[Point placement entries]
──────
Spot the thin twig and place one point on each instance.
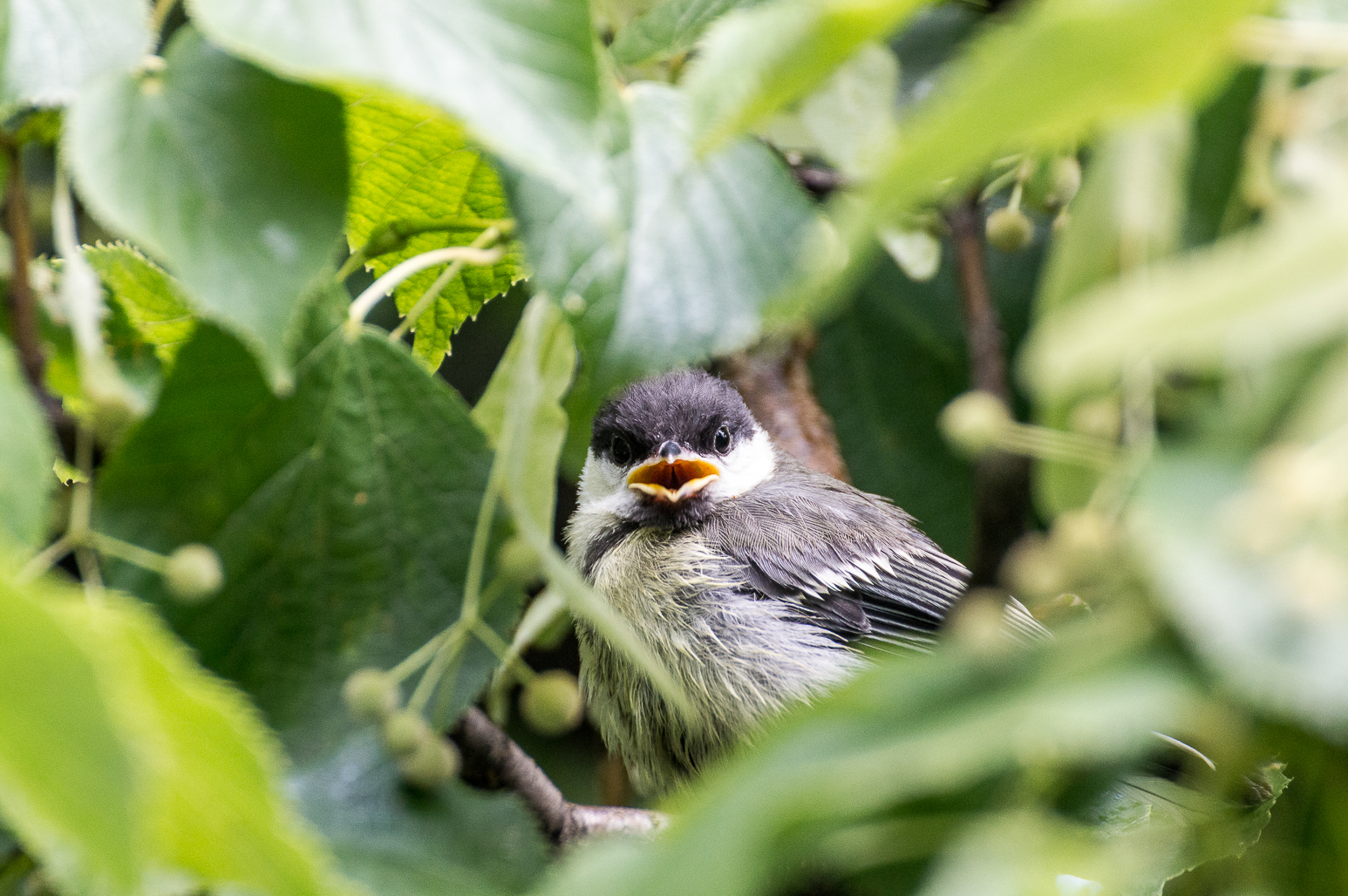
(494, 757)
(1002, 481)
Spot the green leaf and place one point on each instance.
(1249, 296)
(453, 839)
(522, 76)
(53, 47)
(154, 302)
(412, 162)
(671, 29)
(762, 59)
(26, 454)
(1044, 78)
(209, 794)
(343, 515)
(926, 740)
(709, 244)
(66, 780)
(1249, 617)
(234, 178)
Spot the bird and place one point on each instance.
(752, 578)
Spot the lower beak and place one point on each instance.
(673, 481)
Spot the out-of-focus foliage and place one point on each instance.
(1175, 333)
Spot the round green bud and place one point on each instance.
(975, 421)
(193, 573)
(552, 703)
(405, 732)
(518, 562)
(433, 763)
(371, 694)
(1010, 229)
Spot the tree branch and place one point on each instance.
(1002, 481)
(24, 308)
(774, 379)
(493, 759)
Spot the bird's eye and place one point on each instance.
(723, 439)
(620, 451)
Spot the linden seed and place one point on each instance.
(975, 422)
(371, 694)
(1010, 229)
(405, 732)
(433, 763)
(518, 562)
(193, 573)
(552, 703)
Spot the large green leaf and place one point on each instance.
(26, 456)
(708, 246)
(1264, 629)
(154, 302)
(125, 765)
(671, 29)
(1247, 298)
(891, 763)
(344, 516)
(454, 839)
(234, 178)
(522, 76)
(412, 162)
(66, 782)
(760, 59)
(53, 47)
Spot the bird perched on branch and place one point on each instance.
(751, 577)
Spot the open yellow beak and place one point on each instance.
(673, 481)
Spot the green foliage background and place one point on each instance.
(623, 173)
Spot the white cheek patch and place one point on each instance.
(747, 465)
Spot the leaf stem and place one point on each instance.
(484, 240)
(399, 273)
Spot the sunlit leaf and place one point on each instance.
(229, 175)
(412, 162)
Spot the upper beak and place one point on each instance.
(674, 480)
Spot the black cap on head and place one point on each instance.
(686, 406)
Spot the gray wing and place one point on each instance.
(854, 562)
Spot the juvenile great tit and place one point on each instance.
(751, 577)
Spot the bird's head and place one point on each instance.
(668, 451)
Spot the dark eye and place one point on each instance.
(723, 439)
(620, 451)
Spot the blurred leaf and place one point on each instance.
(709, 244)
(53, 47)
(343, 516)
(671, 29)
(235, 178)
(453, 839)
(909, 730)
(1249, 298)
(209, 798)
(66, 780)
(26, 454)
(1044, 78)
(1127, 214)
(1247, 617)
(414, 162)
(522, 411)
(762, 59)
(522, 76)
(154, 302)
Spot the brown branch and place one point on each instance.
(1002, 481)
(493, 759)
(774, 377)
(24, 308)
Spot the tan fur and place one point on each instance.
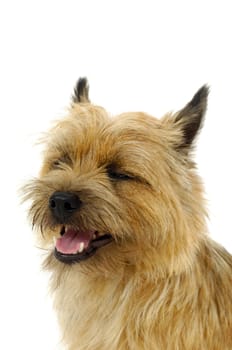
(163, 284)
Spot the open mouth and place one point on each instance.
(74, 246)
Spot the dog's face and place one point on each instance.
(111, 190)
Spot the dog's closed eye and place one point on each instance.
(117, 174)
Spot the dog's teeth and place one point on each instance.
(81, 248)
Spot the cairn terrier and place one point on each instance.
(120, 209)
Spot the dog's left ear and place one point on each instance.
(190, 119)
(81, 91)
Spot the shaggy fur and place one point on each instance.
(162, 283)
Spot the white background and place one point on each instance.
(137, 55)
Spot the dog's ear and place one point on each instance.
(190, 119)
(81, 91)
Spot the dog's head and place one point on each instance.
(119, 191)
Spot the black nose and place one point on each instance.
(64, 204)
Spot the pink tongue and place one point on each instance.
(70, 242)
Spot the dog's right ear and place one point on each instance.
(81, 91)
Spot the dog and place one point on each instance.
(120, 209)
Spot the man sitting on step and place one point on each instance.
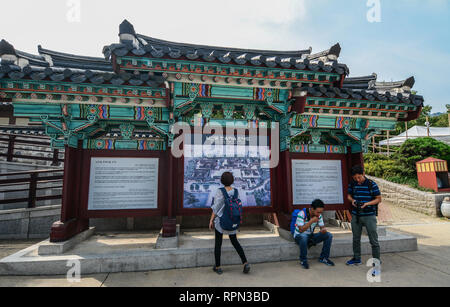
(307, 221)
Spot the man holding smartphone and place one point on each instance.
(365, 196)
(307, 221)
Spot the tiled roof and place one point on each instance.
(364, 94)
(370, 82)
(392, 91)
(57, 66)
(140, 45)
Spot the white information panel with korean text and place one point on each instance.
(317, 179)
(123, 183)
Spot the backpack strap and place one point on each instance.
(370, 185)
(225, 193)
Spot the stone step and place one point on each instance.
(196, 249)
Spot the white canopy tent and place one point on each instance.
(440, 134)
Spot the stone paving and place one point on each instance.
(429, 266)
(389, 214)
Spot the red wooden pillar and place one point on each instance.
(71, 222)
(169, 222)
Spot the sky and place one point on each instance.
(407, 37)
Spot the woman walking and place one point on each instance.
(218, 205)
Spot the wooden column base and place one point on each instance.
(169, 227)
(63, 231)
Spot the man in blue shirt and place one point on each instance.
(365, 196)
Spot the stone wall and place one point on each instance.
(407, 197)
(28, 223)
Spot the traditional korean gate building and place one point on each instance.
(125, 105)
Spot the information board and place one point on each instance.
(123, 183)
(317, 179)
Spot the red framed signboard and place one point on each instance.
(312, 176)
(124, 183)
(197, 178)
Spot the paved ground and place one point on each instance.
(429, 266)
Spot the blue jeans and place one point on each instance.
(302, 241)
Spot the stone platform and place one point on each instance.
(128, 252)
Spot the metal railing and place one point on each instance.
(20, 147)
(28, 185)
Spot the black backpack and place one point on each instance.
(371, 183)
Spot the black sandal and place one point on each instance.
(218, 270)
(246, 268)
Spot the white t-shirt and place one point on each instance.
(217, 207)
(301, 221)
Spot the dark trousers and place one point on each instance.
(370, 222)
(234, 241)
(302, 241)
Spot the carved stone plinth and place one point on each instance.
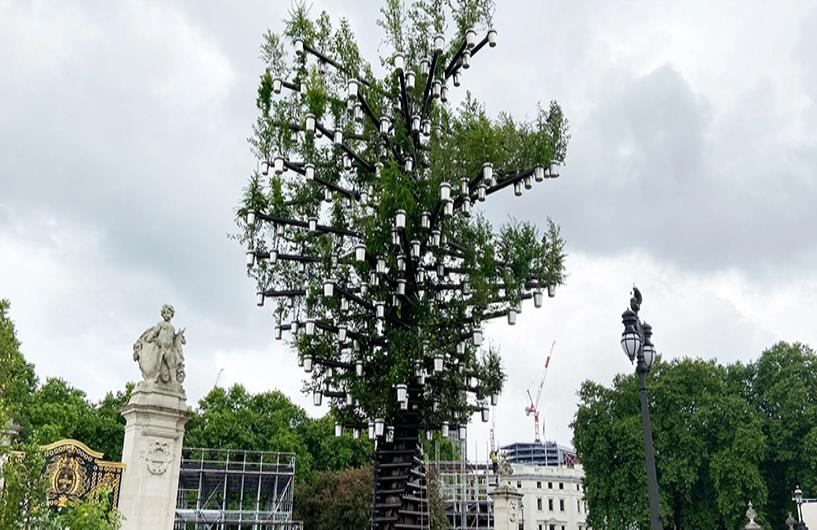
(506, 501)
(155, 418)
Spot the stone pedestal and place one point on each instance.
(155, 418)
(506, 501)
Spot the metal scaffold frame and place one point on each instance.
(464, 489)
(222, 489)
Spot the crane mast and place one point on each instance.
(533, 407)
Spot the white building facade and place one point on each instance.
(553, 497)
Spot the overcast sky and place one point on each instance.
(691, 171)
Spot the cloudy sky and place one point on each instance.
(692, 171)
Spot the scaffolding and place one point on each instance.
(221, 489)
(464, 489)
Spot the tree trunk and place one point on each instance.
(400, 488)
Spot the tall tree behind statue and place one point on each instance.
(359, 225)
(724, 435)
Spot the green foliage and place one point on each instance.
(17, 378)
(336, 500)
(57, 411)
(236, 419)
(436, 503)
(22, 498)
(499, 266)
(724, 436)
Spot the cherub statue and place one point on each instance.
(159, 351)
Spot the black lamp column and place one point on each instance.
(637, 344)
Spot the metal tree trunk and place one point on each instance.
(400, 488)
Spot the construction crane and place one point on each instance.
(533, 408)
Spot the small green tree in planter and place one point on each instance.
(362, 228)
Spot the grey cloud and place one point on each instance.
(644, 172)
(124, 152)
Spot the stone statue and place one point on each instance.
(751, 514)
(159, 351)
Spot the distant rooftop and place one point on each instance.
(539, 453)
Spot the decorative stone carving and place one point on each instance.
(158, 457)
(155, 418)
(159, 351)
(752, 515)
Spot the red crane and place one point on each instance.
(533, 408)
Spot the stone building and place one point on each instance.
(552, 497)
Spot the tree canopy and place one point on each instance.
(724, 436)
(367, 182)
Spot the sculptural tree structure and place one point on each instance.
(362, 228)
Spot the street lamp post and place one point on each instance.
(637, 344)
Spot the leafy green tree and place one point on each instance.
(360, 228)
(17, 378)
(336, 500)
(23, 503)
(57, 410)
(369, 177)
(783, 390)
(436, 503)
(724, 436)
(237, 419)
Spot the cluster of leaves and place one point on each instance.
(498, 266)
(724, 436)
(17, 378)
(53, 410)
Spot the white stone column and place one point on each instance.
(506, 501)
(154, 432)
──────
> _What you will do_:
Format the entries from the line containing "Spot the sculptural" through the end as a numbered list, leaving out blank lines.

> _Answer below_:
1. Spot the sculptural tree structure and place one point on each instance.
2. (362, 228)
3. Spot the street lamp post and place one point on each instance.
4. (637, 344)
5. Spot the leafy green tree and place one point on each instance.
6. (360, 228)
7. (17, 378)
8. (336, 500)
9. (23, 503)
10. (57, 410)
11. (369, 177)
12. (783, 390)
13. (436, 503)
14. (724, 436)
15. (237, 419)
16. Spot the cluster of leaves and place one point on each instance.
17. (498, 266)
18. (724, 436)
19. (17, 378)
20. (53, 410)
21. Spot the white stone column and place one point on each instance.
22. (506, 501)
23. (154, 432)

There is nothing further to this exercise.